[Raw records]
☆ ☆ ☆ ☆ ☆ ☆ ☆

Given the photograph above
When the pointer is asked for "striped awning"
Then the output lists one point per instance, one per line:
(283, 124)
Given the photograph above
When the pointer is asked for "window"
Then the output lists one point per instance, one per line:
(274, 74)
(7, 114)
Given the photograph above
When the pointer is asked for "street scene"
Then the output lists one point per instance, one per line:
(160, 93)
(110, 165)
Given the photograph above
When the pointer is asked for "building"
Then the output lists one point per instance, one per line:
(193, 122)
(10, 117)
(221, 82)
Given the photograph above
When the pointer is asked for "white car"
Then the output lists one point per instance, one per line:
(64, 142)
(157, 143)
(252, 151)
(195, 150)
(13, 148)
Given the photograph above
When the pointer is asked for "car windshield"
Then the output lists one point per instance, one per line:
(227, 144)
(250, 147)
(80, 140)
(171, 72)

☆ ☆ ☆ ☆ ☆ ☆ ☆

Give the records above again, word for word.

• **OUTPUT**
Given the photograph above
When the pointer is asked for "striped awning"
Then the output lists one point per instance, one per line:
(283, 124)
Given the photograph above
When the pointer is asked for "window"
Then the output lists one point per instance, one per line:
(274, 74)
(7, 114)
Given the photograph above
When the pointer is asked for "street scene"
Then the output lists one point per instance, one per line:
(160, 93)
(110, 165)
Given the photograph above
When the pointer is asked for "building"
Then the output lists one point per instance, one per line:
(193, 122)
(10, 117)
(221, 82)
Given the photograph above
When the pointer is asked for "white car"
Then the output lists one point per instance, one per line:
(64, 142)
(157, 143)
(252, 151)
(195, 150)
(13, 148)
Given the photograph above
When the pointer is asked for "car windshield"
Then the output lists one point per instance, one per line:
(227, 144)
(250, 147)
(80, 140)
(171, 72)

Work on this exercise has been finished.